### SUPPLIED PASSAGE
..........

There has been something playing on my mind for some time now. It came to me while jogging, when many good ideas can slip into your conciousness. It was a simple way to steer yourself towards being the person you want to be. Whether it be a politician, a scholar, a film maker, or a rock-star. If you follow this, then your chances of getting to your goal increase significantly. So what is it?

Most of us have a pretty good idea of where we want to be. We have a vision of what kind of person we would like to end up as, and what kind of skills we would require to get there and most of us are also some of the way through that journey of getting there. We’re skilling up, being the best we can be, but all of us drift from time to time and lose focus. Sometimes the winds change and with them temporarily our goals and identity before returning after some time to what they once were. So how can we keep focus, how can we feed our sub-conscious motivation to keep us on track to where we ultimately want to end up. How can we stay on track?

..........

### WHAT NEEDS TO BE DONE
Transcribe the stretch of the passage on staying on track toward your goals from "There has been" through "what is it?".

..........

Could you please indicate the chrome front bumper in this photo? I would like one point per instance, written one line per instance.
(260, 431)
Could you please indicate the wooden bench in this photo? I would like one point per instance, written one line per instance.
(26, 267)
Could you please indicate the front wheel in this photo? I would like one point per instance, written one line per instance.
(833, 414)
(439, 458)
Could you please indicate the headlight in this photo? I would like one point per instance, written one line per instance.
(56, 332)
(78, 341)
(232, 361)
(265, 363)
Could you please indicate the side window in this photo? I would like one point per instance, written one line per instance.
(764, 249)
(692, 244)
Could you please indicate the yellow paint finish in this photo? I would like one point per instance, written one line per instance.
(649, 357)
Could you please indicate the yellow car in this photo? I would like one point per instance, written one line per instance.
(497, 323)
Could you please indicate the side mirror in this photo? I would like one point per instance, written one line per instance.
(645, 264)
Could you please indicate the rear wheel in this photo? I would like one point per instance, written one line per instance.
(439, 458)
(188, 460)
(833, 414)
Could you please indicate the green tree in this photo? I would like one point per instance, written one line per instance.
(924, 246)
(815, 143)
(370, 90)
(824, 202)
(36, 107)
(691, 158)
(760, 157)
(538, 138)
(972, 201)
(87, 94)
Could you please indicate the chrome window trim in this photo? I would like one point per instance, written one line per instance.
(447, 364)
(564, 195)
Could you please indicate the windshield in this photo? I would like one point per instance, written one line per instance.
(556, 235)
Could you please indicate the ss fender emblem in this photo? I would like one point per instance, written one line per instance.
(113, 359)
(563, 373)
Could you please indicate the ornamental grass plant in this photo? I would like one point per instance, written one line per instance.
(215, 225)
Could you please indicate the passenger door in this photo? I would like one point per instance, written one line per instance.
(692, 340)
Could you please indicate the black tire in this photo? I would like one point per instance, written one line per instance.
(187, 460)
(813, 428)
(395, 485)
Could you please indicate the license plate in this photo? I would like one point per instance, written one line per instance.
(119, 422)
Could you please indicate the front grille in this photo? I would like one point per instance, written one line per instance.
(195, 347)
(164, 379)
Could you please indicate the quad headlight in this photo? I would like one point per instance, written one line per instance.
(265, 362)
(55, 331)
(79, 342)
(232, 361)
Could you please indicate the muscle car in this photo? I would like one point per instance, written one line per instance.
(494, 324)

..........

### ANSWER TO THIS TASK
There has been something playing on my mind for some time now. It came to me while jogging, when many good ideas can slip into your conciousness. It was a simple way to steer yourself towards being the person you want to be. Whether it be a politician, a scholar, a film maker, or a rock-star. If you follow this, then your chances of getting to your goal increase significantly. So what is it?